In another process wherein hydrogen was reacted with oil shale at
temperatures suitable for formation of methane
(1150.degree.-1360.degree.F.), the shale and hydrogen are rapidly
heated to the reaction temperature in a co-current manner and the
shale is maintained at such a temperature for about ten minutes. In
this process, it is preferable to use large hydrogen to shale
ratios to achieve low carbon residues. Even then, however, the
minimum carbon residue achieved was 13 percent of the original
organic carbon in the shale.
Another recent process for the production of pipeline quality gas
from oil shale is set forth in U.S. Pat. No. 3,703,052 wherein both
a gasifier and a hydrogasifier are used and circulating solids are
used as a heat transfer medium. This process involves rapid
retorting of the shale, followed by hydrogasification of the shale
oil thereby leaving about 20 percent of the kerogen in the retorted
state to be used as a low grade fuel.
SUMMARY OF THE INVENTION
It is therefore an important object of this invention to provide a
process for producing a synthetic pipeline quality gas from oil
shale wherein the process is characterized by a greatly reduced
amount of unreacted carbon residue remaining with the spent
shale.
——
Objectives:
a. Answer these questions from the oil shale passage:
(i) What temperature range is given as suitable for forming methane?
(ii) What was the minimum carbon residue achieved, as a share of the original organic carbon in the shale?
(iii) Which patent number sets forth the process that uses both a gasifier and a hydrogasifier?
b. Please convert the stretch of the entries from the line containing "Kindly provide the mask of every instance of the broken" through the end of the entries into a numbered list, skipping blank lines. Leave the pictures out.
The entries that come next are unrelated to the oil shale passage.

Items from a data source:
——
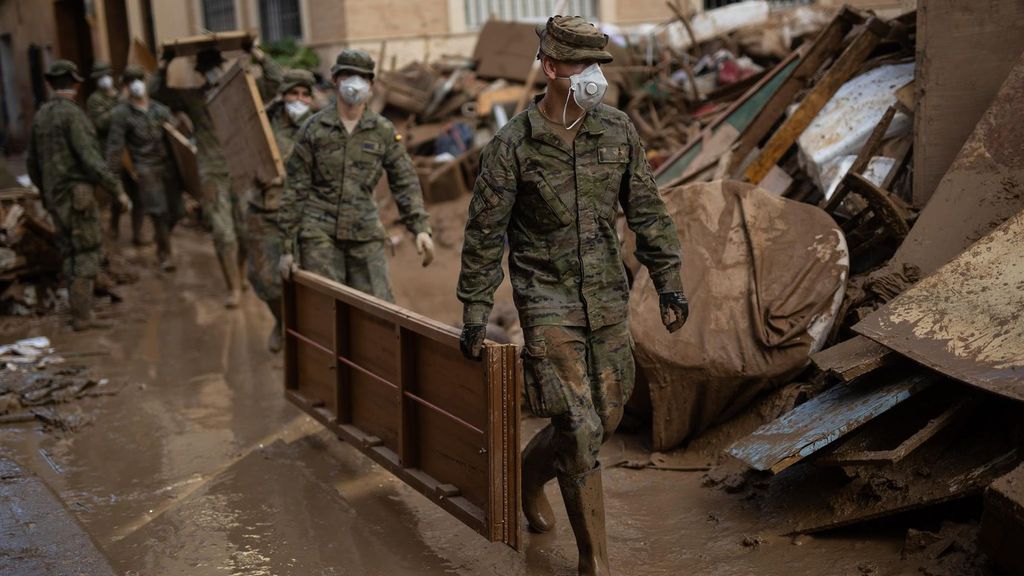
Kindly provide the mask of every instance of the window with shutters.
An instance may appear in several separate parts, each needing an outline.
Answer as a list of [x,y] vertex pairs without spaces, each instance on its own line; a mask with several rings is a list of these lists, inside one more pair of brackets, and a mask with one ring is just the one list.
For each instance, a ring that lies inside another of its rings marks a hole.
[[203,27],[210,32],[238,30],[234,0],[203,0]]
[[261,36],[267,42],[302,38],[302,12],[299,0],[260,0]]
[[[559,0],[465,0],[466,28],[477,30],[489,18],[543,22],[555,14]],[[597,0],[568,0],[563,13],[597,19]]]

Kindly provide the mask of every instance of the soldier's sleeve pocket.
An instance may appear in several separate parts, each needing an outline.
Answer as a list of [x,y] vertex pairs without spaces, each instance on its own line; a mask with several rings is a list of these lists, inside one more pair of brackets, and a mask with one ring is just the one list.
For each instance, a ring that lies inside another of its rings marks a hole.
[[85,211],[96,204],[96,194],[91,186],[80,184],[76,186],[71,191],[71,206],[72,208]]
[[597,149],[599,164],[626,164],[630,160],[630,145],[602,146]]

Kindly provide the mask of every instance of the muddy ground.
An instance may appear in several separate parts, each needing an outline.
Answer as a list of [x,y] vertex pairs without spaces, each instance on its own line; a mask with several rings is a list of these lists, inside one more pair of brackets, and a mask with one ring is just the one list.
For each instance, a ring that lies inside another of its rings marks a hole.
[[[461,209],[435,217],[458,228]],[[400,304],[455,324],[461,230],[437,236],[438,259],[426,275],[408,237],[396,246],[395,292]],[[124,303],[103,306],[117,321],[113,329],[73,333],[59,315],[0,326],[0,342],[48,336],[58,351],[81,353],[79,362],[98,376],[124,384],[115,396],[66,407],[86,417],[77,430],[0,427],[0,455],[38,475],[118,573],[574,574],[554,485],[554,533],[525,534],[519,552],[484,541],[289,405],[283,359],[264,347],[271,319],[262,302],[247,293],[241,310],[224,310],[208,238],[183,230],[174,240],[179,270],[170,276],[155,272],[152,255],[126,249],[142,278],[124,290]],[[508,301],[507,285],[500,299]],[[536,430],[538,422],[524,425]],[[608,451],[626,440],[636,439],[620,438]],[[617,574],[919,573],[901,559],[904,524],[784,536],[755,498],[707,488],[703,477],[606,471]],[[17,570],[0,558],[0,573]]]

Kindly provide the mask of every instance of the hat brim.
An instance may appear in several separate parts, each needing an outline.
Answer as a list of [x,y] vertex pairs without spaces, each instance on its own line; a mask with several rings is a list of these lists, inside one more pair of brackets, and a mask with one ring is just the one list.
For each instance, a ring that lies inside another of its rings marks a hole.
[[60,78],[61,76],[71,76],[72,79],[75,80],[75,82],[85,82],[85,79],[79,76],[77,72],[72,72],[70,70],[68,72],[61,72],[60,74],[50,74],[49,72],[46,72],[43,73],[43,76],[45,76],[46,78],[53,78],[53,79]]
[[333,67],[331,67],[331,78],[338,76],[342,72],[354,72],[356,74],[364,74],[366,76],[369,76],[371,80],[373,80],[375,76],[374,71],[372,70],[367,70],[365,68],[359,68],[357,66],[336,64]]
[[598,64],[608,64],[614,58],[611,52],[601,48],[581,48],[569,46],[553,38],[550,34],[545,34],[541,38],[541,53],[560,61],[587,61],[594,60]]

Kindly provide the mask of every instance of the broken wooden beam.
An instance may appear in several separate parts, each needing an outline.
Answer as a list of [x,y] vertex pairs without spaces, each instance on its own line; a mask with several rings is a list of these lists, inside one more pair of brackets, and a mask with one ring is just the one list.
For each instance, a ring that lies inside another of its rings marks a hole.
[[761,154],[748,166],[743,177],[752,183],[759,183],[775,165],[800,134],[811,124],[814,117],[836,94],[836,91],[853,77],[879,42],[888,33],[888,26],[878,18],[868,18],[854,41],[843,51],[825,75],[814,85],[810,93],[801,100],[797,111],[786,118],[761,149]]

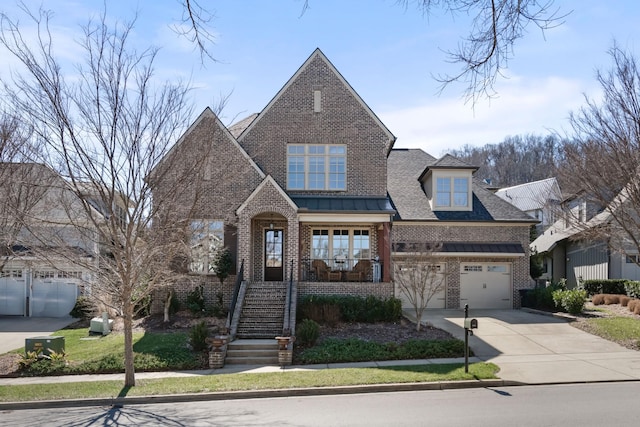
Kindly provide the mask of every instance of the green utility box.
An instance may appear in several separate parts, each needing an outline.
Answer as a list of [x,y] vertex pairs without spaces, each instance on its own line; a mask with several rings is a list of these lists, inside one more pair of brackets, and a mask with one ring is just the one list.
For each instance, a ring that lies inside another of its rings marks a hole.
——
Answers to the exercise:
a.
(i) 1150°–1360°F
(ii) 13 percent
(iii) U.S. Pat. No. 3,703,052

b.
1. Kindly provide the mask of every instance of the broken wooden beam.
2. An instance may appear in several separate parts, each needing an outline.
3. Answer as a list of [x,y] vertex pairs without spaces, each instance on its own line; a mask with several rings is a list of these lists, inside one more pair of brackets, and a mask with one ring is just the one list.
4. For each instance, a ring that lies inside another of its rings marks a hole.
5. [[761,154],[748,166],[743,177],[752,183],[759,183],[775,165],[800,134],[811,124],[814,117],[836,94],[836,91],[853,77],[879,42],[888,33],[888,26],[878,18],[868,18],[854,41],[843,51],[825,75],[814,85],[810,93],[801,100],[797,111],[786,118],[761,149]]
6. Kindly provide the mask of every instance of the green utility box.
7. An instance may appear in several separate parts, each needing an outline.
8. Answer as a list of [x,y] vertex pairs without spaces, each instance on its own line; a mask with several rings is a list of these lists, inside one more pair of brackets, and a mask with one ring is just the one list.
9. For each instance, a ring that lies inside another of its rings marks a hole.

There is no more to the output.